* **Your objective**:
Which lines below contain "apron"? Copy every one of them.

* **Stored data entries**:
---+---

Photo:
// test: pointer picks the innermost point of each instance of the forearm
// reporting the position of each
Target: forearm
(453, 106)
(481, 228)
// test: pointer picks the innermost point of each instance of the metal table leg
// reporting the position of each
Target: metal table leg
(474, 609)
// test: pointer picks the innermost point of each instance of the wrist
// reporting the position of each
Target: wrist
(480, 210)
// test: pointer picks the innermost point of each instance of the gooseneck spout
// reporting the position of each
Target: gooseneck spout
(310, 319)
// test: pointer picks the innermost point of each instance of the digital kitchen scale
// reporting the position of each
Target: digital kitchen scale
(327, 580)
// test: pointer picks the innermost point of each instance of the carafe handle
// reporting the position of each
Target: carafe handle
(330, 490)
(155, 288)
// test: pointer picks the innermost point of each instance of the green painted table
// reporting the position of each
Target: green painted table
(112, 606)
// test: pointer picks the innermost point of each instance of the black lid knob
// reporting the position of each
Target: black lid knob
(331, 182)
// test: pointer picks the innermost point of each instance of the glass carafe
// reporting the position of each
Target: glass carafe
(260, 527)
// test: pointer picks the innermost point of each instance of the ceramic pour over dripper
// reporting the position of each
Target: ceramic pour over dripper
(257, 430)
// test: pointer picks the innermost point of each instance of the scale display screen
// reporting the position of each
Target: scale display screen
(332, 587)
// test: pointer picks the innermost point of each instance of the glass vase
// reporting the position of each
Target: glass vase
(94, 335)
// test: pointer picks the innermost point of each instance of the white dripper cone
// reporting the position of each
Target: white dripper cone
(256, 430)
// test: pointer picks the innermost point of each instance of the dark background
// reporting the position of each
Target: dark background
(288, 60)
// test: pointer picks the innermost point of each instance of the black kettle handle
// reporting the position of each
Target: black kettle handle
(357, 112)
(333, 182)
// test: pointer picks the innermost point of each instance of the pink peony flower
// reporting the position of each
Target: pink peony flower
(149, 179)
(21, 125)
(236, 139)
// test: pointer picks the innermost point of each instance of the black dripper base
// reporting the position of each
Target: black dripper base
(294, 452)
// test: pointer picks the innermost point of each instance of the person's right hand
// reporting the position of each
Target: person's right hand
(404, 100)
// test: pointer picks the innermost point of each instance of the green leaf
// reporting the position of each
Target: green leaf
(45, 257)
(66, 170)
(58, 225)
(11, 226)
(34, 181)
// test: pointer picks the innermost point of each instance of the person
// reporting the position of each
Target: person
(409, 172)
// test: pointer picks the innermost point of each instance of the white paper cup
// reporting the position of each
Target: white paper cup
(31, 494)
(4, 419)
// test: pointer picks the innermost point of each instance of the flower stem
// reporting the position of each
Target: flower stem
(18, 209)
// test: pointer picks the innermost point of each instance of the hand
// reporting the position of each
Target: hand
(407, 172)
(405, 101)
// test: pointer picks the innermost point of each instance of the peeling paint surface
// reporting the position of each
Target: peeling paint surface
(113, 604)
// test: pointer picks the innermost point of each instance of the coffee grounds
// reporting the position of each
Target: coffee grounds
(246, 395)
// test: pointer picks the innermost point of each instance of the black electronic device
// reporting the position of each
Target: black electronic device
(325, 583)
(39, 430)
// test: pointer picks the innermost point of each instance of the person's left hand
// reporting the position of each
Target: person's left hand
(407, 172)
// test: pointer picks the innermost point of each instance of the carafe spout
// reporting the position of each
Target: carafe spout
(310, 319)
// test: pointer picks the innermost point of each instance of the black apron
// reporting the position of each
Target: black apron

---+---

* **Written response**:
// test: pointer picks the innermost point of each instance of the black apron
Target: black apron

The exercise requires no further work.